[ENTRIES start]

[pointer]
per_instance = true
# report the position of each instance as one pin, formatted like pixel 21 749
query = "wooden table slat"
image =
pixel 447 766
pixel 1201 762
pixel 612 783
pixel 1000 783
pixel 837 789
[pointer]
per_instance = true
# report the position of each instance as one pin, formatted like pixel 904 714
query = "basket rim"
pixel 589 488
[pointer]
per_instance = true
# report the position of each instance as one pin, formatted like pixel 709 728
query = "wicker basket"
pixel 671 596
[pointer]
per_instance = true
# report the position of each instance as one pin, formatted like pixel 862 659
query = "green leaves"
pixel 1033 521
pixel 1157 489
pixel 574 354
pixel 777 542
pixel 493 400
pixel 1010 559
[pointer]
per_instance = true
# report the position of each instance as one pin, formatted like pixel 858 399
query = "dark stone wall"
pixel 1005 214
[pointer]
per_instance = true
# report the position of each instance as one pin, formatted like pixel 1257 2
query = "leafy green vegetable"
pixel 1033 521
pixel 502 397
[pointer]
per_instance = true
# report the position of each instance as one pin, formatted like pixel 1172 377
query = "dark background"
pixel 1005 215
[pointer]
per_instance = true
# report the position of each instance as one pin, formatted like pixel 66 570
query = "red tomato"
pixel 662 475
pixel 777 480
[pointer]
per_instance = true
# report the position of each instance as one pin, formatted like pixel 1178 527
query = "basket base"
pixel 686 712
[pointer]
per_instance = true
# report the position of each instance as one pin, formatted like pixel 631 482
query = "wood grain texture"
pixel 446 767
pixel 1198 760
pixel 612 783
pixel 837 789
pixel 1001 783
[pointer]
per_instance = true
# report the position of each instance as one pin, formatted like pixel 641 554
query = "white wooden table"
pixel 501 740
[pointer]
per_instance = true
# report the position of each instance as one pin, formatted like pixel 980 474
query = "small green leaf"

[ENTRIES end]

EXERCISE DETAILS. Edit the records from their start through the line containing "pixel 671 596", replacing "wicker basket" with "woven basket" and keeping everything else unchanged. Return only those lines.

EXERCISE RESULT.
[pointer]
per_instance = true
# report the position of each instance as one pin, formatted like pixel 21 749
query = "wooden table slat"
image =
pixel 447 766
pixel 1201 762
pixel 612 783
pixel 1000 783
pixel 837 789
[pointer]
per_instance = true
# report the position of each instance as one pin, formatted like pixel 904 714
query = "basket rim"
pixel 589 488
[pointer]
per_instance = true
# report the position of each instance as one pin, formatted like pixel 709 728
query = "woven basket"
pixel 671 596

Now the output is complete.